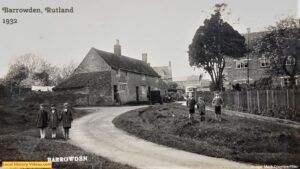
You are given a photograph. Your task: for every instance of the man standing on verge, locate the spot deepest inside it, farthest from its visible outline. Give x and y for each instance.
(217, 103)
(191, 102)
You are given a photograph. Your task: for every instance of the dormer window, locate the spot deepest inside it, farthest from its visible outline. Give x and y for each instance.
(290, 60)
(118, 72)
(241, 64)
(264, 62)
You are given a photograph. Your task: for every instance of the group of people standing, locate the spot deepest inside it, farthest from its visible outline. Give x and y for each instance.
(52, 119)
(191, 103)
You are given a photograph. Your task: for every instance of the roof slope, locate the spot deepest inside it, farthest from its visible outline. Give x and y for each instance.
(126, 63)
(80, 80)
(163, 71)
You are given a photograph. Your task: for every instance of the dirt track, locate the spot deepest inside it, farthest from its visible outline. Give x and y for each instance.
(96, 133)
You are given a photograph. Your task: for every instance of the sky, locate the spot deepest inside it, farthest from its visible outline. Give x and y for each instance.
(161, 28)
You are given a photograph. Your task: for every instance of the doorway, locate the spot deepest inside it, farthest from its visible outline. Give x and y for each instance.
(137, 94)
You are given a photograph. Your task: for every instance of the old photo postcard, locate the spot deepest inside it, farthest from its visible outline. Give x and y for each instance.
(149, 84)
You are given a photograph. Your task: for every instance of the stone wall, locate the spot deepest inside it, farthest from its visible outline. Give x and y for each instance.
(92, 63)
(127, 83)
(234, 75)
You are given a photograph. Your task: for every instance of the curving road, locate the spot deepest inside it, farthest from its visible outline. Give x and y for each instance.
(95, 133)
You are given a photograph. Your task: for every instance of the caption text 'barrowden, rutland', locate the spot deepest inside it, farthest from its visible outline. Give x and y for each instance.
(38, 10)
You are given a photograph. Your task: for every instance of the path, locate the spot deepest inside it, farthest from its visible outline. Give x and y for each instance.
(95, 133)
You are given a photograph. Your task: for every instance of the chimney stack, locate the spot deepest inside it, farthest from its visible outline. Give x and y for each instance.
(144, 57)
(117, 48)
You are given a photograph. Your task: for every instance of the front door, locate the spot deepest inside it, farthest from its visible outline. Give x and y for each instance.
(116, 94)
(137, 94)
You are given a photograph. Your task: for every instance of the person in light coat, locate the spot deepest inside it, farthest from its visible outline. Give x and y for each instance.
(53, 120)
(217, 103)
(201, 108)
(42, 120)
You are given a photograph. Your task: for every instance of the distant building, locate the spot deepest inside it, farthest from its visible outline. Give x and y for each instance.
(105, 78)
(165, 72)
(42, 88)
(192, 83)
(236, 70)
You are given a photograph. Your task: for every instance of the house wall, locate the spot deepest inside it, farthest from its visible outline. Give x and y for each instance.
(128, 81)
(92, 63)
(100, 90)
(234, 75)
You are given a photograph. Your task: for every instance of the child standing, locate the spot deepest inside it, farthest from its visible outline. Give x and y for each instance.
(41, 121)
(53, 120)
(217, 102)
(66, 118)
(201, 108)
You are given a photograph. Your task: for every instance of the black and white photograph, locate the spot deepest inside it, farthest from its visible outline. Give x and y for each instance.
(150, 84)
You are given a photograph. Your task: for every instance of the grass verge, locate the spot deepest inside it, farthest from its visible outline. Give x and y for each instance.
(235, 138)
(19, 140)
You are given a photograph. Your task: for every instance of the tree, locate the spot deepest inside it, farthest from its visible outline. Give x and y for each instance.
(42, 76)
(214, 41)
(68, 69)
(172, 85)
(280, 46)
(16, 74)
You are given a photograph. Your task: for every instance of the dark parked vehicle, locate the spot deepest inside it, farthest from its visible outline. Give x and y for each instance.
(155, 97)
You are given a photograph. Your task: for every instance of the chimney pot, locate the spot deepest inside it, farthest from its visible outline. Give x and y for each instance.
(144, 57)
(117, 48)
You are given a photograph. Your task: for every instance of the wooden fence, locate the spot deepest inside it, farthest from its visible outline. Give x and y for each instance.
(281, 103)
(263, 101)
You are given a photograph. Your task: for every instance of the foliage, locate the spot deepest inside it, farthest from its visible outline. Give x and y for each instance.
(279, 45)
(16, 74)
(172, 85)
(30, 69)
(214, 41)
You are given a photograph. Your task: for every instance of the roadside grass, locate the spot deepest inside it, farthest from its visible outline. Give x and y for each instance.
(19, 140)
(235, 138)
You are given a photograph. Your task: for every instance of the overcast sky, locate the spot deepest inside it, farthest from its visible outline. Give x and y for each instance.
(161, 28)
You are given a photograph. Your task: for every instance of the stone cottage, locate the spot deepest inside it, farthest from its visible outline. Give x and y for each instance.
(105, 78)
(255, 67)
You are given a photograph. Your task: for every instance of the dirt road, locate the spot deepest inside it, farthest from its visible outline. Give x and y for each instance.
(96, 133)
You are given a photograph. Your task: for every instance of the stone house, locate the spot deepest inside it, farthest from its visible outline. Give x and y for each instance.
(237, 70)
(105, 78)
(165, 72)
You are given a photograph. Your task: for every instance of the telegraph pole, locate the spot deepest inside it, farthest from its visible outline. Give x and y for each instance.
(248, 55)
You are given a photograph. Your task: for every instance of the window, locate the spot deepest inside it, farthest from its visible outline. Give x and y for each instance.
(143, 77)
(286, 81)
(264, 63)
(118, 72)
(290, 60)
(123, 86)
(242, 64)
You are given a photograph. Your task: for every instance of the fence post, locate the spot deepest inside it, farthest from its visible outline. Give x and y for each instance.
(273, 101)
(294, 99)
(267, 100)
(238, 108)
(287, 98)
(258, 105)
(248, 101)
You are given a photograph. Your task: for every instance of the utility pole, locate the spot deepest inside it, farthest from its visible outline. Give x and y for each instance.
(248, 55)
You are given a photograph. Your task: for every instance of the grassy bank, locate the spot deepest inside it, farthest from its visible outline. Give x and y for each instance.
(234, 138)
(19, 139)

----

Short task:
Copy out all of the rows above word for word, leaving out the pictures.

Correct response:
You are given a photograph. Your task: for every instance of the man standing on verge, locate the spot deepest inside it, farthest from its visible outline. Give x and y for each instance.
(217, 103)
(191, 102)
You are given a photograph. Your task: for every instance of the dormer window, locate the spot deepest inside it, farthest from its visible outline. Give x and y for each instance.
(290, 60)
(118, 72)
(241, 64)
(264, 62)
You are given a photograph. Your task: for every instance of the group of people standing, locate the spot deepest inside it, farthest from its visible outline. Give x and y for each instance.
(52, 119)
(191, 103)
You are given a photograph. Your task: for every instance of the roof slope, locate the spot deepest inside it, farthest from its visible outline. Give x and y for each instance.
(126, 63)
(80, 80)
(163, 71)
You are given a photograph. Your task: for every instance of the dirt track, locate the spot deepest inside it, farthest from its visible outline. Give x and y for each instance.
(96, 133)
You are given a photograph. Your task: for every instance of the sky, locate the spot deepest inside it, farthest from its visible outline. Give x and y for each instance.
(161, 28)
You are given a photograph. Your task: for every instance of the doorway, locate the spot deepest inside it, farthest from its visible outline. Give x and y for each instance.
(137, 94)
You are given a photograph. Your task: for every instance of the old photo postcard, locate the spot deepest inside it, farthest from its visible outline. Give x and y for each instance.
(149, 84)
You are given a photograph. Your task: for every instance of the stone wall, locate the spot deepest inside it, farthest from its visible outline. Give x and y for each instance.
(92, 63)
(127, 83)
(234, 75)
You are given a photograph. Your task: for every instance of the curving road, locate the spot deepest inside it, farthest from its visible outline. Give x and y for each instance.
(95, 133)
You are given a photograph. Your task: for every instance of the caption text 'barrowden, rutland', locate the spot deepest inside it, farthest from its visible outline. Give x and y for each instance.
(38, 10)
You are given a photograph. Your task: for every instance of the path, locate the spot deepest inside it, farthest from its visible outline. Give x and y for each instance.
(95, 133)
You are given a photograph. Your task: for every instance of the chimney stack, locate the spot deepest inside it, farthest from its visible outline. Give x and y for each instance.
(144, 57)
(117, 48)
You are given a photograph. Your task: for every instance of the front door, locate the spot deepest inside it, farthest from its visible outline. Give x and y for each instance.
(116, 94)
(137, 94)
You are given a photograph. Your task: for every instance of the person in light coat, locate the spot deepest inside it, farthest from its visible outline. Give x and y for each instance.
(53, 120)
(217, 103)
(201, 108)
(42, 120)
You are given a photograph. Your task: for every instance of the distant building, locate the spot deepest inside it, farthest from its visible outline. Give x and y for each instance.
(105, 78)
(165, 72)
(42, 88)
(192, 83)
(236, 70)
You are given a photograph. Your task: for every instance of the house wall, locate the spot deepest inside it, farthest from its visible outline. Give x and y for each instance.
(128, 81)
(92, 63)
(100, 90)
(234, 75)
You are given a photograph. Your task: for every instance of the child standing, locate the spot deepest inside it, farthest from its visible outline. Give x and y for each instance.
(41, 121)
(53, 120)
(217, 102)
(66, 118)
(201, 108)
You are given a photograph. Your task: for every instance of the black and white photograph, locate the spot deepest inside it, farthest from its visible outline. Give x and y for each instance.
(150, 84)
You are given a photograph. Your task: for every instance of the grass verge, locate the spot deepest inside it, farthest from its visible outline. Give x and y for each instance.
(235, 138)
(19, 140)
You are given a photograph. Your task: for every instance of the tree, locate the spot deepest inside it, farthest from its visible outline. Give x and y for each instance.
(42, 76)
(214, 41)
(68, 69)
(172, 85)
(280, 46)
(16, 74)
You are given a photograph. Your task: for every instance of the dark parked vehicle, locate the spot deepest inside it, farthest from its visible outline. Give x and y for each instance.
(155, 97)
You are given a photograph. Your task: for every instance of the chimney pot, locate the spot deepest inside it, farthest from its visible outline. Give x and y for each instance.
(144, 57)
(117, 48)
You are given a photograph. Your task: for every instance of the wooden fence, locate the spot deepest inside it, farthest from its visible outline. Give x and y for each instance.
(281, 103)
(263, 101)
You are given a photograph. Your task: for every instance of the foliage, locate the spot deepest inside it, farthest from its visible outline. Give x and y for each instance.
(279, 45)
(16, 74)
(172, 85)
(30, 69)
(214, 41)
You are given a photograph. Your task: for every instance of the roadside grass, locate the spot deepest inside it, farthest from its visible outline. Give x and y for each instance.
(19, 140)
(235, 138)
You are given a photograph. Your task: for every instance of the overcast sky, locate the spot deepest inside it, farthest from its visible outline. Give x and y for each instance.
(161, 28)
You are given a photograph. Your task: for every instance of the stone cottage, locate the spot deepest inside it, farthest from its visible outline. Give x and y for each instance.
(105, 78)
(255, 67)
You are given a photograph. Your task: for every instance of the dirt road, locate the spot deepest inside it, farthest from its visible outline. Give x and y for each instance.
(96, 133)
You are given a photograph. Your task: for every instance of the stone house, locate the spot deepest inside it, farthest from its visible outline. Give x and y for each instance.
(237, 70)
(105, 78)
(165, 72)
You are given a photograph. Your task: for every instance of the telegraph pole, locate the spot deepest inside it, farthest from its visible outline. Give x and y for each instance.
(248, 55)
You are given a photograph. Your task: for every instance of the window, locate the spot deepest inside it, farthest from its visible outline. Give x and y for each instance.
(143, 77)
(286, 81)
(264, 63)
(118, 72)
(290, 60)
(123, 86)
(242, 64)
You are given a photograph. Your task: for every instance of the fence post, locate the spot deepest inside it, farthest from its visible outline. Give x and y for each instance.
(273, 101)
(294, 99)
(267, 100)
(238, 108)
(287, 98)
(258, 105)
(248, 101)
You are given a photograph. Your task: for every instance of the utility pole, locate the spot deepest inside it, farthest from its visible outline. Give x and y for each instance.
(248, 55)
You are given a photograph. Your task: for every instance of the grassy bank, locate the spot deepest inside it, farthest from its visible outline. Give x and y for each instance.
(234, 138)
(19, 139)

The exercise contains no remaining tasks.